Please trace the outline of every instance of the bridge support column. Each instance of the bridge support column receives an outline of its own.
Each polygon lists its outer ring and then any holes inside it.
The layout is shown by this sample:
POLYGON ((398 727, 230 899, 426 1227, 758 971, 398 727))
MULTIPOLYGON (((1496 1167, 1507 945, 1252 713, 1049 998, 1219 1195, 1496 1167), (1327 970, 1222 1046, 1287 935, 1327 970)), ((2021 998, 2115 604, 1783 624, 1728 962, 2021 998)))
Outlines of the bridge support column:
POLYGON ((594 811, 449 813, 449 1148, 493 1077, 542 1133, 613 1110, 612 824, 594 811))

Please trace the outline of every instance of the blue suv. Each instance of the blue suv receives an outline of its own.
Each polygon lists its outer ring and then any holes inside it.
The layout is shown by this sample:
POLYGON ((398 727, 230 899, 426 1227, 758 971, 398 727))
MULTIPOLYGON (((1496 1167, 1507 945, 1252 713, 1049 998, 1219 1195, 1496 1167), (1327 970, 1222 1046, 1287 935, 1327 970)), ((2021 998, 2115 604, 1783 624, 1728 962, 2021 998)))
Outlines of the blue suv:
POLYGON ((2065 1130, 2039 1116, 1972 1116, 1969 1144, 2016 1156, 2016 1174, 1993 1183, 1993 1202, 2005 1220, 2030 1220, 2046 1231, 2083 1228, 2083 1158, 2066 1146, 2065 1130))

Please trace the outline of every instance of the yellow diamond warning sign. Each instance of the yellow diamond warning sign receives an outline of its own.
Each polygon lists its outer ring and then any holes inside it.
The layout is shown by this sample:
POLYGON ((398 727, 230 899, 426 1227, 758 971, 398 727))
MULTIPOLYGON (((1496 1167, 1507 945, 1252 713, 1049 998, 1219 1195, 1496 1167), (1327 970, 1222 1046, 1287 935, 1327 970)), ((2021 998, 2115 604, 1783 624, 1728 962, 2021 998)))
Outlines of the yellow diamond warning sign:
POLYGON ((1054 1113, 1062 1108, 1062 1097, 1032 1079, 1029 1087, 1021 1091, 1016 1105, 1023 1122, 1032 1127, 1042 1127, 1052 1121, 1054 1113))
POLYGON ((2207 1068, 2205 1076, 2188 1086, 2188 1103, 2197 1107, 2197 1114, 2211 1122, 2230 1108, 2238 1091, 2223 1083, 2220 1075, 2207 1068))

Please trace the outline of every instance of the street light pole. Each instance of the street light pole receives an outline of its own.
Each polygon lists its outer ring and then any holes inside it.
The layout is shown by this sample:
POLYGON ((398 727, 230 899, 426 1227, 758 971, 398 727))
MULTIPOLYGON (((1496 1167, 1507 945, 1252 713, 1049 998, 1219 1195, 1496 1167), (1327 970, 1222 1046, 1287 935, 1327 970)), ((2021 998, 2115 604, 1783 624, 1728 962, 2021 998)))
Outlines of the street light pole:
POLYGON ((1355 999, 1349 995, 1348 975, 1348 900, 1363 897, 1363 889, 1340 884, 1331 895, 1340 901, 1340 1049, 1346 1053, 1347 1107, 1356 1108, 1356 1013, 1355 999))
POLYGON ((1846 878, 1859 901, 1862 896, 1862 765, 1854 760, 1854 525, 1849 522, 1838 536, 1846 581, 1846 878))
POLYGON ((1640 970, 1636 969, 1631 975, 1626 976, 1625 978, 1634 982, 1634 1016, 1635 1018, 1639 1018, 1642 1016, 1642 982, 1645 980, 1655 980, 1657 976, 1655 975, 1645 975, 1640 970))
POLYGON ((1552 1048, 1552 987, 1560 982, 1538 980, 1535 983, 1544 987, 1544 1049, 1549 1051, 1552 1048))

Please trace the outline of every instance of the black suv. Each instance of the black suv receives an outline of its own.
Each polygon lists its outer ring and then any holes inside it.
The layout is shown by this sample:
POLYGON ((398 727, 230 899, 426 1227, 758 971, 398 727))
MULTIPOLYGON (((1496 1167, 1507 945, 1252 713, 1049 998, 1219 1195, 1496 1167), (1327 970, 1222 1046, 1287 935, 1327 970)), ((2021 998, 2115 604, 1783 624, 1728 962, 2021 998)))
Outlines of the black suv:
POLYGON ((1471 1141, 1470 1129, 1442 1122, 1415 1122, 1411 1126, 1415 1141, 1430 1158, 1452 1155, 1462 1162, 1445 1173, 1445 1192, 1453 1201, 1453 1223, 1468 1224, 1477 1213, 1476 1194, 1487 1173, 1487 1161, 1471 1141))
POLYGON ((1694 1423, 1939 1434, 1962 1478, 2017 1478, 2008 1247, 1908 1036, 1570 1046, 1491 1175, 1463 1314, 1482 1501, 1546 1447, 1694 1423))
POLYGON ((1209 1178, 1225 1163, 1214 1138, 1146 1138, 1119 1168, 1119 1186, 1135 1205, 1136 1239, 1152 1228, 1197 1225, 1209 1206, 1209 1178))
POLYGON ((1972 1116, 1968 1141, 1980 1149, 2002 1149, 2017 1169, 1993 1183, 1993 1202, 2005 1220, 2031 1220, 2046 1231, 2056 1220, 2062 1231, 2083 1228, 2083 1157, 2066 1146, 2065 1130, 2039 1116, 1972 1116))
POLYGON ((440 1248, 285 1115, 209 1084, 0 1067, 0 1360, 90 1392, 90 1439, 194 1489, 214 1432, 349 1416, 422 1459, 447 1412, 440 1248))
--------------------------------------------------
WORK INSTRUCTION - Restate all of the data above. Match it word for word.

RESPONSE AREA -
Please trace the outline of every instance of the bridge support column. Each instance of the bridge support column receives an outline of its own.
Each polygon lists its outer ring and then any holes inside it.
The layout is shown by this sample:
POLYGON ((398 727, 230 899, 426 1227, 758 971, 398 727))
MULTIPOLYGON (((1496 1167, 1507 945, 1252 713, 1049 998, 1219 1195, 1496 1167), (1327 970, 1222 1046, 1287 935, 1327 970)), ((2021 998, 2115 604, 1783 624, 1728 962, 2021 998)))
Outlines of the bridge support column:
POLYGON ((594 811, 449 813, 449 1148, 493 1077, 542 1133, 613 1110, 612 824, 594 811))

Please trace the outline of every instance of the blue suv. Each instance of the blue suv receives an outline of its own.
Each polygon lists its outer ring and then any holes inside it.
The layout is shown by this sample:
POLYGON ((398 727, 230 899, 426 1227, 758 971, 398 727))
MULTIPOLYGON (((1496 1167, 1507 945, 1252 713, 1049 998, 1219 1195, 1496 1167), (1327 970, 1222 1046, 1287 935, 1327 970)), ((2021 998, 2115 604, 1783 624, 1728 962, 2021 998)))
Outlines of the blue suv:
POLYGON ((2065 1130, 2039 1116, 1972 1116, 1969 1144, 2016 1156, 2016 1174, 1993 1183, 1993 1202, 2005 1220, 2030 1220, 2046 1231, 2083 1228, 2083 1158, 2066 1146, 2065 1130))

Please trace the outline of every instance of the yellow diamond warning sign. Each instance of the yellow diamond warning sign receives an outline of its own.
Each polygon lists its outer ring and then any holes inside it.
The layout is shown by this sample:
POLYGON ((398 727, 230 899, 426 1227, 758 971, 398 727))
MULTIPOLYGON (((1496 1167, 1507 945, 1252 713, 1049 998, 1219 1195, 1496 1167), (1327 970, 1222 1046, 1287 935, 1327 970)), ((2021 998, 2115 604, 1783 624, 1728 962, 2021 998)))
Outlines of the yellow diamond warning sign:
POLYGON ((1054 1113, 1062 1108, 1062 1097, 1032 1079, 1029 1087, 1021 1091, 1016 1105, 1023 1122, 1032 1127, 1042 1127, 1052 1121, 1054 1113))
POLYGON ((2207 1068, 2205 1076, 2188 1086, 2188 1103, 2197 1107, 2197 1114, 2211 1122, 2230 1108, 2238 1091, 2223 1083, 2220 1075, 2207 1068))

Please trace the outline of every instance of the street light pole. Each instance of the street light pole receives an outline of its own.
Each polygon lists its outer ring and then any holes inside it.
The layout is shown by this sample:
POLYGON ((398 727, 230 899, 426 1227, 758 971, 398 727))
MULTIPOLYGON (((1496 1167, 1507 945, 1252 713, 1049 998, 1219 1195, 1496 1167), (1327 970, 1222 1046, 1287 935, 1327 970)), ((2021 998, 2115 604, 1783 624, 1728 962, 2021 998)))
Outlines of the street light pole:
POLYGON ((1355 999, 1349 995, 1348 975, 1348 900, 1363 897, 1363 889, 1340 884, 1331 895, 1340 901, 1340 1049, 1346 1053, 1347 1107, 1356 1108, 1356 1013, 1355 999))
POLYGON ((1846 878, 1859 901, 1862 896, 1862 765, 1854 760, 1854 525, 1849 522, 1838 536, 1846 581, 1846 878))
POLYGON ((1640 970, 1636 969, 1631 975, 1626 976, 1625 978, 1634 982, 1634 1016, 1635 1018, 1639 1018, 1642 1016, 1642 982, 1645 980, 1655 980, 1657 976, 1655 975, 1645 975, 1640 970))
POLYGON ((1552 1048, 1552 987, 1560 982, 1538 980, 1535 983, 1544 987, 1544 1049, 1549 1051, 1552 1048))

Please trace the outline of every instance of the black suv. Each instance of the black suv receives an outline of its own.
Each polygon lists its outer ring and then any holes inside it.
The layout is shown by this sample:
POLYGON ((398 727, 230 899, 426 1227, 758 971, 398 727))
MULTIPOLYGON (((1496 1167, 1507 945, 1252 713, 1049 998, 1219 1195, 1496 1167), (1327 970, 1222 1046, 1287 935, 1327 970)), ((2021 998, 2115 604, 1783 624, 1728 962, 2021 998)))
Outlines of the black suv:
POLYGON ((1471 1141, 1470 1129, 1442 1122, 1415 1122, 1411 1126, 1415 1141, 1430 1158, 1452 1155, 1462 1162, 1445 1173, 1445 1192, 1453 1201, 1453 1223, 1468 1224, 1477 1213, 1476 1194, 1487 1173, 1487 1161, 1471 1141))
POLYGON ((1694 1423, 1939 1434, 1962 1478, 2017 1478, 2008 1247, 1908 1036, 1570 1046, 1491 1175, 1463 1314, 1482 1501, 1546 1447, 1694 1423))
POLYGON ((1209 1178, 1225 1163, 1214 1138, 1146 1138, 1119 1168, 1119 1186, 1135 1205, 1136 1239, 1152 1228, 1197 1225, 1209 1206, 1209 1178))
POLYGON ((1972 1116, 1968 1141, 1980 1149, 2002 1149, 2017 1169, 1993 1183, 1993 1202, 2005 1220, 2031 1220, 2046 1231, 2056 1220, 2062 1231, 2083 1228, 2083 1157, 2066 1146, 2065 1130, 2039 1116, 1972 1116))
POLYGON ((440 1248, 285 1115, 209 1084, 0 1067, 0 1360, 90 1392, 90 1439, 194 1489, 214 1432, 349 1416, 422 1459, 447 1412, 440 1248))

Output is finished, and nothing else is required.